◆ Try it
Could you copy word for word the part of the tank ammunition article that opens with the words containing "However, one possible" and closes with "dense anti-armour munitions."?

*** Opening Text segment ***

More lethal ammunition?

In a 27 April release, the UK MoD’s Defence Equipment and Support (DE&S) stated the next phase in the development of new armour-piercing tank ammunition would begin following the signing of a statement of intent by the UK and Germany on the Enhanced Kinetic Energy (EKE) round, intended to provide a “step change” to British Army lethality.

Demonstrating that the new munition passes all legal and regulatory standards, this next phase of “qualification” marks a significant milestone in the ammunition’s programme, DE&S stated. Ongoing discussions will seek a joint programme to be stood up this year, with the aim for the EKE ammunition to be used on Challenger 3.

The new EKE rounds would be fired from the L55A1 turret on Challenger 3 and German Leopard 2 MBTs, with the British Army’s new Challenger turret effectively ported over, with modifications, from the Leopard 2 design.

Under the terms of the new agreement, Germany and the UK will also “remain open” for other nations to join or be export recipients, as well as continuing discussions on potential collaboration for other types of 120mm tank ammunition.

As the programme develops, the sharing of work between the countries will be key to ensuring a sustainable industrial capacity for both nations’ industries. In February 2023, the UK MoD announced the approved the Critical Design Review for Challenger 3.

A replacement for depleted uranium?

The switch to a smoothbore 120mm main gun for its MBTs will see the UK join the US and virtually of its other Nato allies in operating such a weapon, offering the opportunity for collaboration on upgrades. The 120mm L30A1 main gun of the Challenger 2 is rifled, and thus saw the British Army maintaining a weapon system and ammunition stock unique from its Nato partners.

However, one possible loss to the British Army with the removal of the L30A1 and moving to the Nato-standard German system is the lack of depleted uranium (DU) anti-tank round for the L55A1, as is currently the case with the Challenger 2 and its CHARM 3 ammunition.

It is likely that the joint UK-German development of a more lethal round for the UK Challenger 3 and German Leopard 2 fleets is in part an attempt by the UK to offset the loss of a DU penetrator.

Depleted uranium is a by-product of the nuclear enrichment process and is left over after most of the highly radioactive form of uranium (U-235) is removed from the natural uranium ore, according to the US Environmental Protection Agency, and is used to harden tank armour or in the creation of highly dense anti-armour munitions.

*** Closing Text segment ***
*** Opening Listed records ***

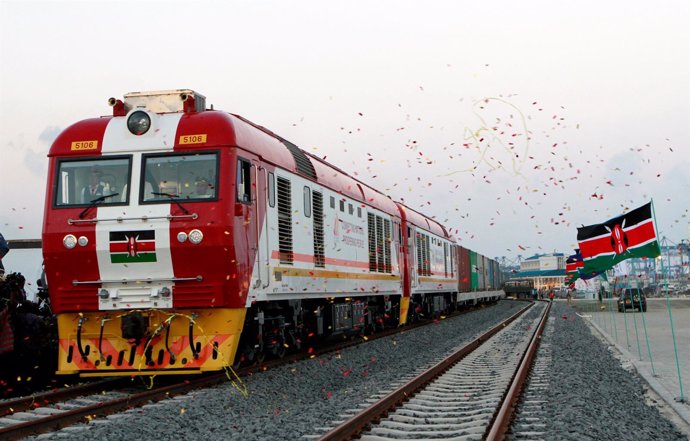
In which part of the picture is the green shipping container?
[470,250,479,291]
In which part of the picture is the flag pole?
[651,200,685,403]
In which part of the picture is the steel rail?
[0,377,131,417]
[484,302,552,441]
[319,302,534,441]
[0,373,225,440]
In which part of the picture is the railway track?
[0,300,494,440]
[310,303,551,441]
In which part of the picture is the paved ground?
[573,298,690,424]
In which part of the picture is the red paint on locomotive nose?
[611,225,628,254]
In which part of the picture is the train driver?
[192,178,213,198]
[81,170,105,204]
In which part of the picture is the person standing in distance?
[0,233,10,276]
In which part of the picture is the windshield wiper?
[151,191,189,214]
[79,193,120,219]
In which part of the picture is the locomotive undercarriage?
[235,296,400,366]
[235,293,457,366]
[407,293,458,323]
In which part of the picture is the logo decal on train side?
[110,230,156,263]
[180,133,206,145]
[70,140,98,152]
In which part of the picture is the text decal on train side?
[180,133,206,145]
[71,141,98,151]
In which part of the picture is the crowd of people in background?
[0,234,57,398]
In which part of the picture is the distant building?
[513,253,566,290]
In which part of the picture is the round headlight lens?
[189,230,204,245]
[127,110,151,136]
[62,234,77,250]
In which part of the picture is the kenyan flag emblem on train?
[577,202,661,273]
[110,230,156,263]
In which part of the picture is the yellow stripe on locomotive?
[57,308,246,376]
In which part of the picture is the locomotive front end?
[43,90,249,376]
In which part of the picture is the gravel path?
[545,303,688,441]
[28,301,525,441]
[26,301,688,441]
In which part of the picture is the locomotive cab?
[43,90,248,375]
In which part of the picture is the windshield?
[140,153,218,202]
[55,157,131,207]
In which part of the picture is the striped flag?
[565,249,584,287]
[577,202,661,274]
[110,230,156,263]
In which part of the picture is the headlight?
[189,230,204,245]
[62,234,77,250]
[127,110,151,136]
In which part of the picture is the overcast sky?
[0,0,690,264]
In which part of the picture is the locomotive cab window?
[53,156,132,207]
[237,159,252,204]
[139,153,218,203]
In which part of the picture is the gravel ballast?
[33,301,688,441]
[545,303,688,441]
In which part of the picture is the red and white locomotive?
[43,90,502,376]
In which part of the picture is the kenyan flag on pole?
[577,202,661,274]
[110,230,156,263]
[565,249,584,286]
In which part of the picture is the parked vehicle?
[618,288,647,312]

*** Closing Listed records ***
*** Opening Listed records ***

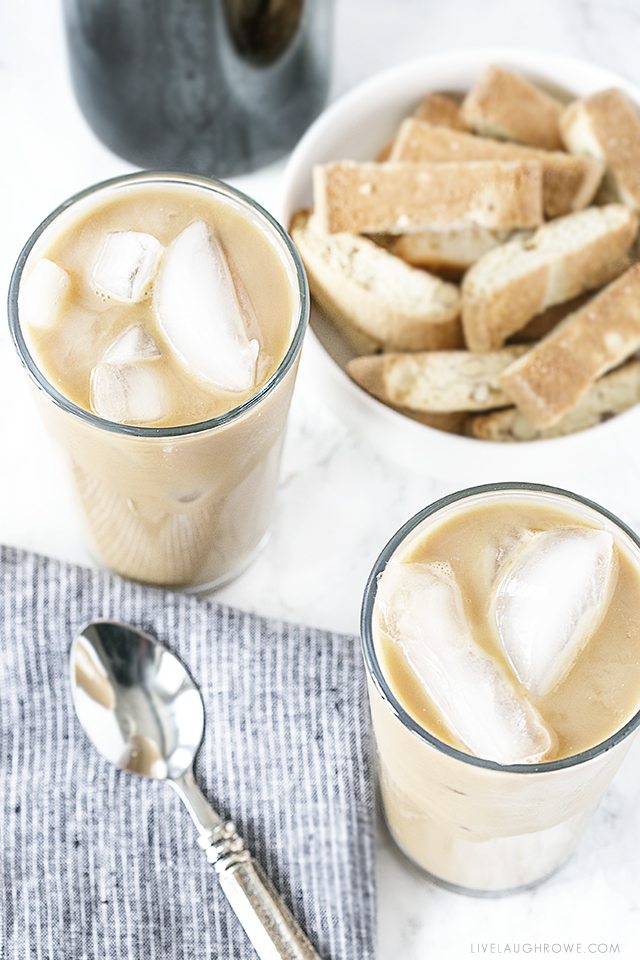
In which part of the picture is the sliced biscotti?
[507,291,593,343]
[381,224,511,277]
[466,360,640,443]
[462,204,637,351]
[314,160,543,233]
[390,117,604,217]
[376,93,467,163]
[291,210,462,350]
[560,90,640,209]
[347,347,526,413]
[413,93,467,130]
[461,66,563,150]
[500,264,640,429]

*** Closing Listed records ***
*** Opening Listed records ***

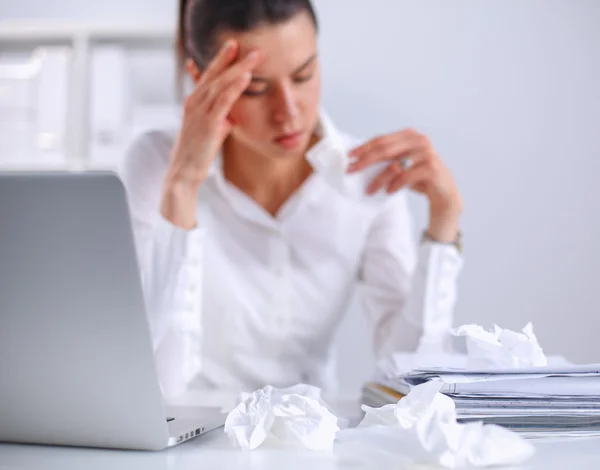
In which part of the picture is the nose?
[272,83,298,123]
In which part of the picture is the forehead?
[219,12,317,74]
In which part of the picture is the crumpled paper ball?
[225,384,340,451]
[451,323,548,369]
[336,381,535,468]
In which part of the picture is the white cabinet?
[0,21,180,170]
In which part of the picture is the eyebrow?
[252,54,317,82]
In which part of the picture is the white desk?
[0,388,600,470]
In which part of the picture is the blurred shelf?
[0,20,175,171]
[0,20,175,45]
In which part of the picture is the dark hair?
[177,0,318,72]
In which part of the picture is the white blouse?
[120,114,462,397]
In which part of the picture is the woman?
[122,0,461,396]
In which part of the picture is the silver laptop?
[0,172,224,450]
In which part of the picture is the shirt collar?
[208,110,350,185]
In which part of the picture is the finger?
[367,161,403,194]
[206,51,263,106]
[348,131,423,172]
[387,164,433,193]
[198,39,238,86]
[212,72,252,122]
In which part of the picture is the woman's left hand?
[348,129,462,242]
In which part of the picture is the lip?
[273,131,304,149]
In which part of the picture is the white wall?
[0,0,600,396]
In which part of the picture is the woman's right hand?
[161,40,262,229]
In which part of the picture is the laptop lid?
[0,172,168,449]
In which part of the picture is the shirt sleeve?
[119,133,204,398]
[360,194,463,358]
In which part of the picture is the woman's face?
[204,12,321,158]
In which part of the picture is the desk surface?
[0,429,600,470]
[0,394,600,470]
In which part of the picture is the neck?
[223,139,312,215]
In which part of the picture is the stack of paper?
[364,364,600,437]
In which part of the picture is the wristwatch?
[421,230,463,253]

*** Closing Listed records ***

◆ Output of the exercise
However, one possible loss to the British Army with the removal of the L30A1 and moving to the Nato-standard German system is the lack of depleted uranium (DU) anti-tank round for the L55A1, as is currently the case with the Challenger 2 and its CHARM 3 ammunition.

It is likely that the joint UK-German development of a more lethal round for the UK Challenger 3 and German Leopard 2 fleets is in part an attempt by the UK to offset the loss of a DU penetrator.

Depleted uranium is a by-product of the nuclear enrichment process and is left over after most of the highly radioactive form of uranium (U-235) is removed from the natural uranium ore, according to the US Environmental Protection Agency, and is used to harden tank armour or in the creation of highly dense anti-armour munitions.